◆ **DOCUMENT SOURCE**
┌────────

[LP] Tom The Lion – Sleep

Fraîchement arrivé, incandescent et faiseur de délicieuses nuances, « Sleep », premier album du Londonien Tom The Lion est l’énergie tamisée d’une émancipation juste et vaillante.

Tom The Lion - Sleep

Les minutes sont malignes. Elles représentent cette incroyable petitesse qui déclenche la suite des évènements, le catalyseur de tout engrenage manuel, visuel ou auditif. On ne s’en rend pas bien compte au début, trop polarisé sur ce qui se passe après. Les minutes déferlent à la hâte sans demander notre avis, traversent les heures, les jours et les mois, se dandinent fières et vaines, sans avoir le sentiment d’être plus ou moins fautives du temps qu’elles dépensent. Elles s’autosuffisent et avancent sans réfléchir aux conséquences de leurs actes.

Tom ne leur en veut pas, il est juste rudement culotté de les avoir arrêtées puis emprisonnées entre les cloisons de sa chambre, ses doigts délicieusement pris dans les touches et les cordes de ses machines à bruit. Il est évident que ce phénomène ne se contrôle pas. Mais on savoure secrètement les bienfaits surnaturels de cette bulle exclusivement dédiée à l’écriture, de cette entrave où la pensée est attisée et sereinement cultivée.

└────────

◆ **DONNÉES FOURNIES**
┌────────

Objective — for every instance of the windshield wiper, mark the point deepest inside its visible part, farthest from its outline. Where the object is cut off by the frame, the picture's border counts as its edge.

└────────

◆ **CONSIGNES DE TRAVAIL**
A: D'après la chronique de l'album « Sleep », de quelle ville Tom The Lion est-il originaire ?
B: Prolongez la chronique de l'album « Sleep » en reprenant après sa dernière phrase.

◆ **RÉPONSES PAR CONSIGNE**
A: Il est originaire de Londres.

B:
Tom The Lion survient en premier dans une boite en bois, pyrographié d’un lion stylisé. Assez original quand on sait que ce bois renferme en réalité son premier album « The Adventures Of Tom The Lion ». Disponible seulement à la Rough Trade (pour faire dans l’accessiblement lourd), cette édition recyclable est le trésor d’un début remarquable, un indie-folk malicieux qui rassemble des titres romanesques divisés en chapitres, articulés comme ceux d’un Patrick Watson en pleine crise d’adolescence qui s’essaye au clavier numérique (« He Who Will », « Assurance », « No Mercy, No Mercy! »). Invité à enregistrer une session live dans les studios de Maida Vale, Tom prend de l’assurance dans le passage oblige de tout artiste : « Je n’avais jamais fait de direct auparavant parce c’est un projet de chambre. Évidemment, c’est très différent de chuchoter dans un micro avec les voisins autour de vous. Autant dire que c’est la première fois que je chantais vraiment ».

La mue sonore apparait deux ans après, sous les traits de son véritable premier album « Sleep », nom qui traduit surement la passion somnambulique de son retirement. Bien que l’acte en lui-même soit plein d’ardeur, Tom grandit et déchire son cocon. L’alt-folk frileux et bon enfant laisse place à un folk-rock nébuleux qui se meurt comme la tombée d’un artifice en feu. Chaque élément est à sa place, chaque son est utile et nuance le suivant. Une osmose parfaite entre des guitares électrisantes et soyeuses, des vacillements électros épurés et la voix de Tom, semblable à celle de Michael Stipe et Jeff Buckley dans leurs années dorées. Les titres se bousculent et les variations s’affolent. Douze morceaux criards de bon sens et de raffinement comme les fantomatiques « Ragdoll » et « Oil Man », l’aquatique « Sleep », les tubes en puissance « Motorcade » et « Heal », ainsi que les chorals « Winter’s Wool » et « Come To Life ».

« Sleep » est une écoute fortuite et franche, doucement sauvage, langoureuse, à rebrousse-poil. On est impressionné et fasciné par le faculté de Tom à égaler ses propres influences, pour le moins riches et divergentes. Ce disque est le monument d’un jeune affranchi qui se déclare roi de la jungle avant tout. Légitimité accordée.

Tom The Lion

« Sleep » de Tom The Lion, sortie le 3 février 2014 chez Decca Records.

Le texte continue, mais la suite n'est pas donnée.